Referring expression pointing data:
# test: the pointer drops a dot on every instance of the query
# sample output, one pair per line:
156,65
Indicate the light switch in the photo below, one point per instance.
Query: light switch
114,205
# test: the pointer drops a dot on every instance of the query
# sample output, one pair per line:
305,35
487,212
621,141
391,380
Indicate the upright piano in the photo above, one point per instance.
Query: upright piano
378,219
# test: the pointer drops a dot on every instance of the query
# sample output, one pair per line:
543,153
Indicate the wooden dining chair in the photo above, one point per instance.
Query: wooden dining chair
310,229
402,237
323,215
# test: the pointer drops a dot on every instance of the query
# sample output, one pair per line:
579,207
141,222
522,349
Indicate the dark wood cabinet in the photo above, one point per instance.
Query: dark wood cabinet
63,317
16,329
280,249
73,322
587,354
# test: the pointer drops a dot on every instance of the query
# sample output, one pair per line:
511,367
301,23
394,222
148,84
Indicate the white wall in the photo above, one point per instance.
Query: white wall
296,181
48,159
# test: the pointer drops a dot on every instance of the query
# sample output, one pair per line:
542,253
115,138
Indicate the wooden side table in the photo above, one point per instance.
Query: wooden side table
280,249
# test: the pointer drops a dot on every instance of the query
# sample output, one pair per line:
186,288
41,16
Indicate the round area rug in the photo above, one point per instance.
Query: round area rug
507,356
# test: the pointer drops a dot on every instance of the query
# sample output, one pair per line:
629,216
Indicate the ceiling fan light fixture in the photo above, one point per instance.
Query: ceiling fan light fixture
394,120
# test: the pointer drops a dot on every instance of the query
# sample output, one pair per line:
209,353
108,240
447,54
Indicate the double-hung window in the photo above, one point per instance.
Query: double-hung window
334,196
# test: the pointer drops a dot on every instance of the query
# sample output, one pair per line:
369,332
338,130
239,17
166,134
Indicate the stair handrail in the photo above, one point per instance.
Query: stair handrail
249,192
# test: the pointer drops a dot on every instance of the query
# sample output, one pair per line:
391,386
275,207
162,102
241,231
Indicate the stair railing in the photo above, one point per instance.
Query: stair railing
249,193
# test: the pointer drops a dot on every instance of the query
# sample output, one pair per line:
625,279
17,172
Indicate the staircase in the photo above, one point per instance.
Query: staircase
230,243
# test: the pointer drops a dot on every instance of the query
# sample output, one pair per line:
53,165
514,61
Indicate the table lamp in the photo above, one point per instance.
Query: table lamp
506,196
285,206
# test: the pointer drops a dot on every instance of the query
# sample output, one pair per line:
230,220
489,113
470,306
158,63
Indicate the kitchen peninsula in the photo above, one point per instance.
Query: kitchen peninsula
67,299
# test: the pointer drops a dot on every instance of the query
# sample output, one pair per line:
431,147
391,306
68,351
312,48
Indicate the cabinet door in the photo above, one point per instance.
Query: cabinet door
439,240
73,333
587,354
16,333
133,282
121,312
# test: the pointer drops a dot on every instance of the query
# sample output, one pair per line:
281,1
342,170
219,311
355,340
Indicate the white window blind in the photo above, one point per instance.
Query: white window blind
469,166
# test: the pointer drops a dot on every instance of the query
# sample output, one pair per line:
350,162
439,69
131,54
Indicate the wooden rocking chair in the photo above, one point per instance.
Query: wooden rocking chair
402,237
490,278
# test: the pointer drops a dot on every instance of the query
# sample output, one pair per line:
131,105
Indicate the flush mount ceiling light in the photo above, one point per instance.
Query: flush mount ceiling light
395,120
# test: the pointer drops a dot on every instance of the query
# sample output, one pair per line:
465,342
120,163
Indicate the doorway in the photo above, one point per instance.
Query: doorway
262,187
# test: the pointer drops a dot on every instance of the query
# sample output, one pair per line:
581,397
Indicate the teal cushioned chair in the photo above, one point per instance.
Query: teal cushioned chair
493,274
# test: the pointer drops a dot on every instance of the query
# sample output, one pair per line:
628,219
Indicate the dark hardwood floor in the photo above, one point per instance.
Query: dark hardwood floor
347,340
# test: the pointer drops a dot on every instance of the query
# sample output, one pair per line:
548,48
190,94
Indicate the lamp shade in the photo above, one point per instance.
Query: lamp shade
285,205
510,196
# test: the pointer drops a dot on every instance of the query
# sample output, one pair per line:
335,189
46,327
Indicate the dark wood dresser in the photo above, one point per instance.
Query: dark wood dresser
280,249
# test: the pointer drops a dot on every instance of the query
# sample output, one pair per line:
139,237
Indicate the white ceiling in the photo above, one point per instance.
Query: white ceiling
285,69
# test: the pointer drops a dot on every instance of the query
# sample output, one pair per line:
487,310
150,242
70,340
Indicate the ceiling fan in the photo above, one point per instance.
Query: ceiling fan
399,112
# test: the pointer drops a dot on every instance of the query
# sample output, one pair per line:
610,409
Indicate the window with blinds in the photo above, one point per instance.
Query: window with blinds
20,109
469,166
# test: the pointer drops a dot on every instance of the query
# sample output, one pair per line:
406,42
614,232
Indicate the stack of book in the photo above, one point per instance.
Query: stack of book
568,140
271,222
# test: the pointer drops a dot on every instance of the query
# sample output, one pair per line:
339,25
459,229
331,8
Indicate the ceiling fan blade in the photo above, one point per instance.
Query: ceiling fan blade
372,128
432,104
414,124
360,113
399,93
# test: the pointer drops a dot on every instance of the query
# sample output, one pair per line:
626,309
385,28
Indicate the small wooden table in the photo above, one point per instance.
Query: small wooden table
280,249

• **Assignment**: Every record is to be repeated exactly as written.

• **Reply**:
# test: the pointer drops a dot on every instance of the query
# sample output, one pair per line:
156,65
Indicate the light switch in the photo below, one point per instance.
Query: light switch
114,205
# test: the pointer drops a dot on every instance of the query
# sample output, one pair per line:
305,35
487,212
621,141
391,380
Indicate the upright piano in the photo above, one point per instance.
Query: upright piano
378,219
# test: the pointer drops a dot on every instance of the query
# sample output, one pair per line:
543,153
Indicate the wooden dining chair in the photo above, one point per instance.
Query: wooden dining chair
310,229
402,237
323,215
# test: the pointer drops a dot on every instance of the query
# sample output, one pair per line:
579,207
141,222
522,349
Indicate the dark wood cabinet in the photo above, one point per instance.
Query: dark wood cabinet
63,317
16,329
280,249
73,322
587,354
# test: the pointer drops a dot on every instance of the query
# sample output, one pair per line:
511,367
301,23
394,222
148,84
Indicate the white wall in the photo above, one point per instance.
Query: white wall
296,181
48,159
# test: the pointer drops a dot on every instance of the query
# sample output, one pair per line:
542,253
115,138
Indicate the wooden side table in the photo above, one point per instance.
Query: wooden side table
280,249
# test: the pointer drops a dot on every instance of the query
# sample output, one pair per line:
186,288
41,16
Indicate the round area rug in the photo above, one point per instance.
Query: round area rug
507,356
# test: the pointer drops a dot on every instance of the query
# sample output, one pair per line:
629,216
Indicate the ceiling fan light fixture in the photo above, one point per instance.
Query: ceiling fan light fixture
394,120
# test: the pointer drops a dot on every instance of the query
# sample output, one pair per line:
209,353
108,240
447,54
Indicate the double-hung window in the photo above, one point per instance.
Query: double-hung window
334,196
# test: the pointer drops a dot on every instance of the query
# sample output, one pair per line:
369,332
338,130
239,17
166,134
Indicate the stair handrail in the photo above, one point per instance.
Query: stair handrail
249,192
# test: the pointer drops a dot on every instance of the query
# sample output, one pair per line:
391,386
275,207
162,102
241,231
Indicate the stair railing in the photo above, one point per instance.
Query: stair railing
249,193
# test: the pointer drops a dot on every instance of the query
# sample output, one pair per line:
625,279
17,172
Indicate the staircase in the photo above, one point per instance.
Query: staircase
230,243
# test: the pointer drops a dot on every instance of the query
# sample output, one pair per line:
53,165
514,61
Indicate the table lamp in the photo above, one point per instance.
Query: table lamp
506,196
285,206
# test: the pointer drops a dot on every instance of the query
# sample output, one pair per line:
230,220
489,113
470,306
158,63
Indicate the kitchen peninsula in the photo above, one point per instance.
Query: kitchen peninsula
67,299
# test: the pointer drops a dot on every instance of the query
# sample output, one pair per line:
431,147
391,306
68,351
312,48
Indicate the cabinet door in the photo above, one point per instance.
Query: cabinet door
439,240
73,333
587,354
16,333
133,282
121,312
# test: the pointer drops a dot on every instance of the query
# sample output, one pair per line:
281,1
342,170
219,311
355,340
Indicate the white window blind in the photo above, one point per instance.
Query: white window blind
469,166
# test: the pointer drops a dot on every instance of the query
# sample output, one pair per line:
350,162
439,69
131,54
Indicate the wooden rocking chair in the photo above, one point per instance.
Query: wooden rocking chair
402,237
490,278
# test: the pointer drops a dot on every instance of the query
# sample output, one pair per line:
131,105
Indicate the flush mount ceiling light in the photo above, one point per instance.
Query: flush mount ceiling light
395,120
# test: the pointer drops a dot on every instance of the query
# sample output, one pair per line:
465,342
120,163
Indicate the doorway in the photo above, one point per instance.
Query: doorway
262,187
# test: the pointer drops a dot on every instance of the query
# sample output, one pair per line:
581,397
Indicate the teal cushioned chair in the photo above, one point per instance.
Query: teal cushioned chair
493,274
# test: the pointer drops a dot on every instance of the query
# sample output, one pair per line:
628,219
Indicate the dark hardwood floor in the photo above, one point per instance.
Query: dark hardwood floor
347,340
# test: the pointer drops a dot on every instance of the query
# sample output, one pair per line:
548,48
190,94
Indicate the lamp shade in the photo above, one point per instance.
Query: lamp shade
285,205
510,196
# test: the pointer drops a dot on every instance of the query
# sample output, one pair per line:
335,189
46,327
Indicate the dark wood dresser in the photo above, one point per instance.
Query: dark wood dresser
280,249
# test: the pointer drops a dot on every instance of the query
# sample output, one pair per line:
139,237
Indicate the white ceiling in the photo above, one point per instance.
Query: white ceiling
285,69
# test: the pointer drops a dot on every instance of the query
# sample output, one pair per line:
487,310
150,242
70,340
Indicate the ceiling fan in the photo above, one point per instance.
Query: ceiling fan
399,112
# test: the pointer drops a dot on every instance of the query
# sample output, one pair per line:
610,409
Indicate the window with blinds in the photo above, one point per instance.
Query: window with blinds
20,109
469,166
# test: the pointer drops a dot on every instance of the query
# sample output, one pair per line:
406,42
614,232
Indicate the stack of book in the photo above, one point per instance.
Query: stack of book
568,140
271,222
# test: the pointer drops a dot on every instance of the query
# sample output, one pair per line:
339,25
459,229
331,8
Indicate the ceiling fan blade in the photo above, one point per instance.
Query: ceiling fan blade
372,128
432,104
414,124
360,113
399,93
# test: the pointer drops a dot on every instance of the query
# sample output, one pair per line:
626,309
385,28
Indicate the small wooden table in the photo above, one point per instance.
Query: small wooden table
280,249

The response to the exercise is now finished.